Источник |

Сталин и писатели Книга четвертая - Страница 18

Изменить размер шрифта:

По меньшей мере трое из этой четверки (а может быть, и все четверо) входили и в круг друзей-приятелей Бабеля.

Лев Эльберт (за привычку «цедить слова» друзья прозвали его Снобом), один из самых близких друзей-чекистов Маяковского, был родом из Одессы и в начале своей чекистской карьеры, как и Бабель, работал в иностранном отделе ЧК, — так что не сойтись они не могли. Ну а печально знаменитый Янечка Агранов, который у Маяковского и Бриков бывал чуть ли не на правах близкого родственника, не мог не сойтись с Бабелем уже по одному тому, что внедрение в писательскую среду и сближение с известными писателями входило в круг его прямых служебных обязанностей.

* * *

Я уже говорил, что сцена у Л.Ю. Брик, вспомнившаяся мне по ассоциации с репликой Бабеля, поразила меня не одним и не двумя, а по меньшей мере тремя совпадениями.

Третьим было совпадение — точнее, тематическая близость, — прочитанного нами в тот вечер самиздатского рассказа Солженицына «Правая кисть» с одним, написанным чуть ли не четырьмя десятилетиями раньше, неизвестным рассказом Бабеля.

К вопросу о том, написал Бабель или так и не написал книгу о чекистах, мы еще вернемся. Но по крайней мере один рассказ, — точнее, одну главу для этой задуманной им книги, как выяснилось, он написал.

► Все прояснилось благодаря нашему известному кинодраматургу Алексею Яковлевичу Каплеру. Он дал согласие побеседовать со мной и ответить на вопросы. Договорились о встрече в нижнем холле Центрального Дома литераторов.

Извлечённые строки
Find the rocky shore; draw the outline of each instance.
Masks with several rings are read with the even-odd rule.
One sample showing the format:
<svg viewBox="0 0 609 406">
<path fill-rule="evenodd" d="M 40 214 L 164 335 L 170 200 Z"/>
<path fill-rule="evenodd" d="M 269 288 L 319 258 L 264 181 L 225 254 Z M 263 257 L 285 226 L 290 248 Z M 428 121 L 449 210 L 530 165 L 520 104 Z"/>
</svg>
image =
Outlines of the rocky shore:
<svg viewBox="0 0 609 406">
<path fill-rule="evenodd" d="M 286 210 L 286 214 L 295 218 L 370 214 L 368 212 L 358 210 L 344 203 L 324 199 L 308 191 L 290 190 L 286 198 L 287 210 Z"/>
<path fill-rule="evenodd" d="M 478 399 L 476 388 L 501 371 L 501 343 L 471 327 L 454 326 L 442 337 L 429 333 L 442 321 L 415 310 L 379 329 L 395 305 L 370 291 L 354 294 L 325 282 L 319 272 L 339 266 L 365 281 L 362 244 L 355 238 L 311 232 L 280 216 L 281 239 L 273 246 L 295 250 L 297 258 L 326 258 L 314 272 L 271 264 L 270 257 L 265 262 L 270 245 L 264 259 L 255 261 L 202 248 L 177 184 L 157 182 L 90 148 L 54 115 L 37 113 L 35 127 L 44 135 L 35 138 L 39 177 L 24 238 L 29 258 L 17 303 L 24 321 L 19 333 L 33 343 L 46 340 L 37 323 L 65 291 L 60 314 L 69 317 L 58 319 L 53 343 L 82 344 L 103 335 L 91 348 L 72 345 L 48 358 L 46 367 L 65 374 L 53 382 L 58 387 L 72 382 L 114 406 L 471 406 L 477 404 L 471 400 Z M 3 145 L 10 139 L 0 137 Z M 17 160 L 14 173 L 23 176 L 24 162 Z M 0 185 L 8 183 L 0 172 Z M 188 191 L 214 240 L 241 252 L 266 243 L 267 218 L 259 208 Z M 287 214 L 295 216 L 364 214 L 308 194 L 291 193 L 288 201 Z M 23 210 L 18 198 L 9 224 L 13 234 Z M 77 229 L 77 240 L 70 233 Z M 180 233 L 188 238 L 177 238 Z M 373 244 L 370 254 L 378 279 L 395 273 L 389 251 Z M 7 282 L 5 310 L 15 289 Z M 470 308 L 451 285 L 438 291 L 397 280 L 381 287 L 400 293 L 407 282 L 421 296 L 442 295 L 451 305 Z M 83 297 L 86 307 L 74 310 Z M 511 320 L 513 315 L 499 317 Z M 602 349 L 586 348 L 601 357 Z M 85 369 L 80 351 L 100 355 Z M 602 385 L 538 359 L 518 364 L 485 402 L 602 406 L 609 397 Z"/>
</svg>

Что сделать |
1 – Перечислите, пожалуйста, всех людей, чьи фамилии встречаются в тексте о Бабеле и чекистах.
2 – Напишите продолжение текста о Бабеле и чекистах, начав сразу после его последнего предложения.

Ответы к заданиям |
1 – Бабель, Эльберт, Маяковский, Агранов, Брик, Солженицын, Каплер

2 –
Серенький февральский денек 1974 года. Прихожу в ЦДЛ за полчаса до срока и устраиваюсь на диване. Посматриваю на вход. Ровно в три с противоположной стороны из коридорчика, ведущего в кафе, появился Каплер и направился прямо ко мне... Мы сели за столиком в углу, и я, не теряя времени, приступил к расспросам. Чувствовалось, что Алексею Яковлевичу приятен разговор о Бабеле, которого он хорошо знал... Сначала мы говорили про участие Бабеля в фильме Сергея Эйзенштейна «Бежин луг», потом я спросил о романе. Быть может, Бабель мистифицировал современников? «Нет, почему же, — живо отреагировал Каплер, — я хорошо помню, что однажды присутствовал на вечере, где Бабель читал отрывок из романа..» Я тотчас схватился за карандаш, чтобы как можно точнее записать рассказ Каплера. Вот он.

«Как-то мне позвонил Илюша Бачелис и сказал, что сегодня вечером у него на квартире Бабель будет читать новые вещи. «Приходи, если хочешь». Что за вопрос! Не представляю себе человека, который мог бы отказаться от такого удовольствия. Я, конечно, обещал прийти к Бачелису на его квартиру в Оружейном переулке. Илюша в то время ведал искусством в «Комсомолке», его хорошо знали в писательских и журналистских кругах.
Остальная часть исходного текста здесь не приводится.